Material for this task:
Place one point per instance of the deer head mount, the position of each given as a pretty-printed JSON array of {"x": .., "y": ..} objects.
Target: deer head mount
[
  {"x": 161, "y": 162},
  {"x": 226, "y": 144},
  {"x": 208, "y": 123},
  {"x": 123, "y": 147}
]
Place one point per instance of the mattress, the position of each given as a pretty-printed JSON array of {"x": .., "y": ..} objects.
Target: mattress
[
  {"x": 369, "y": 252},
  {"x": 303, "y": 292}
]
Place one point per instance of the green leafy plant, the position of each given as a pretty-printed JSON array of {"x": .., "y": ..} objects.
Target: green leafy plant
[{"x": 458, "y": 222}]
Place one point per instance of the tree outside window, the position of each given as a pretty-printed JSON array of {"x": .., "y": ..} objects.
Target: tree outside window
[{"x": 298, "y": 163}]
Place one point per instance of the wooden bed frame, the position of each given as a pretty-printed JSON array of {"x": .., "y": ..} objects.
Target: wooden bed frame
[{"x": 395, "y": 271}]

Given exercise: Recast every line of the items above as a Markdown table with the columns No. and Line. Number each row in sequence and omit any blank lines.

Answer to this task:
| No. | Line |
|---|---|
| 1 | Place one point per instance of the deer head mount, the position of each given as a pretty-printed JSON array of {"x": .., "y": ..} objects. |
| 2 | Target: deer head mount |
| 3 | [ |
| 4 |   {"x": 161, "y": 162}, |
| 5 |   {"x": 226, "y": 144}, |
| 6 |   {"x": 208, "y": 123}, |
| 7 |   {"x": 123, "y": 147} |
| 8 | ] |
| 9 | Place one point per instance of the mattress, the position of each given as a pretty-printed JSON array of {"x": .., "y": ..} objects. |
| 10 | Target: mattress |
| 11 | [ |
| 12 |   {"x": 369, "y": 252}, |
| 13 |   {"x": 303, "y": 292} |
| 14 | ] |
| 15 | Place one point per instance of the green leafy plant, the position of each given as a pretty-printed JSON array of {"x": .., "y": ..} objects. |
| 16 | Target: green leafy plant |
| 17 | [{"x": 458, "y": 222}] |
| 18 | Place one point per instance of the tree outside window, the position of each given as a pretty-printed JSON array of {"x": .., "y": ..} objects. |
| 19 | Target: tree outside window |
| 20 | [{"x": 298, "y": 163}] |
| 21 | Place one point per instance of the wooden bed frame, the position of each given as a pretty-printed JSON array of {"x": .., "y": ..} objects. |
| 22 | Target: wooden bed frame |
| 23 | [{"x": 395, "y": 271}] |